DATA ROWS:

## Begin

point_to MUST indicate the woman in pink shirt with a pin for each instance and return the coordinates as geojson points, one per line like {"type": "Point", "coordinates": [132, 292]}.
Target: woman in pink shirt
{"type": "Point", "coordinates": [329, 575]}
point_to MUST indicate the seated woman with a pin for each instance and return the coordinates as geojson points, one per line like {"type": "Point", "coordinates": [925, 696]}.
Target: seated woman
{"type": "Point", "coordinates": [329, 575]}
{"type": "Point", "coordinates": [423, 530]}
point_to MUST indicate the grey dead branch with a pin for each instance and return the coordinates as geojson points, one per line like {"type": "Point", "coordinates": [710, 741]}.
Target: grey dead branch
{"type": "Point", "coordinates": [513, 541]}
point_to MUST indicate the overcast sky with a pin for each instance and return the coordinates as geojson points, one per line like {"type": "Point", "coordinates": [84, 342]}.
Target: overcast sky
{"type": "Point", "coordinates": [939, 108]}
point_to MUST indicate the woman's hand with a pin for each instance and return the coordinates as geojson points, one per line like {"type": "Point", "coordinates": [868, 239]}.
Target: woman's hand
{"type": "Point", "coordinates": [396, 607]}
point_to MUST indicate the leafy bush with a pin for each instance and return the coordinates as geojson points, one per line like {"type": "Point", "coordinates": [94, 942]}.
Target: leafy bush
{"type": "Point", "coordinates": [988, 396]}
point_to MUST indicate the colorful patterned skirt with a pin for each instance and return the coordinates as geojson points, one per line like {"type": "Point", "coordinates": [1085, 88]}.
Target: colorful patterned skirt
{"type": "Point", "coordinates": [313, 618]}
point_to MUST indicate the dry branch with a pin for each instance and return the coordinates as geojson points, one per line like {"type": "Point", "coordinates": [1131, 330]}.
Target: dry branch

## End

WRITTEN EXERCISE: Output the records exactly, including every line.

RESPONSE TO THE EXERCISE:
point_to MUST indicate the woman in pink shirt with a pin for each instance and return the coordinates as geojson points, one per line like {"type": "Point", "coordinates": [132, 292]}.
Target: woman in pink shirt
{"type": "Point", "coordinates": [329, 575]}
point_to MUST indicate the seated woman with a pin for each instance and return the coordinates as geojson points, one per line like {"type": "Point", "coordinates": [925, 696]}.
Target: seated woman
{"type": "Point", "coordinates": [329, 575]}
{"type": "Point", "coordinates": [423, 530]}
point_to MUST indicate the grey dead branch with a pin for each instance and return the coordinates as geojson points, one per line like {"type": "Point", "coordinates": [710, 741]}.
Target: grey dead branch
{"type": "Point", "coordinates": [513, 541]}
point_to MUST indicate the overcast sky with a pin for each instance and return the coordinates as geojson points, one per line like {"type": "Point", "coordinates": [84, 342]}.
Target: overcast sky
{"type": "Point", "coordinates": [939, 108]}
point_to MUST indicate the woman's hand with a pin for each instance and return the coordinates as geojson points, one per line like {"type": "Point", "coordinates": [868, 239]}.
Target: woman's hand
{"type": "Point", "coordinates": [396, 607]}
point_to MUST indicate the leafy bush with a pin for each instance and return the coordinates as geojson points, one per line like {"type": "Point", "coordinates": [94, 942]}.
Target: leafy bush
{"type": "Point", "coordinates": [988, 396]}
point_to MUST indicate the colorful patterned skirt with a pin for each instance and return the coordinates as geojson points, one per line like {"type": "Point", "coordinates": [1085, 88]}.
Target: colorful patterned skirt
{"type": "Point", "coordinates": [313, 618]}
point_to MUST indicate the dry branch with a pin for each instance and return the coordinates as geojson points, one per line like {"type": "Point", "coordinates": [1131, 330]}.
Target: dry branch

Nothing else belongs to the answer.